BEGIN Provided data

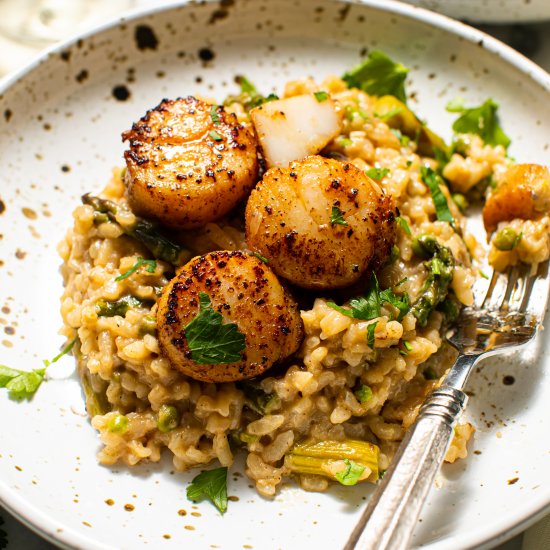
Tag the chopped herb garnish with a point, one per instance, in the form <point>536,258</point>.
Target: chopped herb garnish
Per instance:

END Provided data
BEGIN Provided data

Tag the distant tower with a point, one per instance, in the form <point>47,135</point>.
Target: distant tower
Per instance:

END Provided data

> [Task to complete]:
Count the lines in the material above that contain the string "Target", with case counting, and state only the number.

> [Written solution]:
2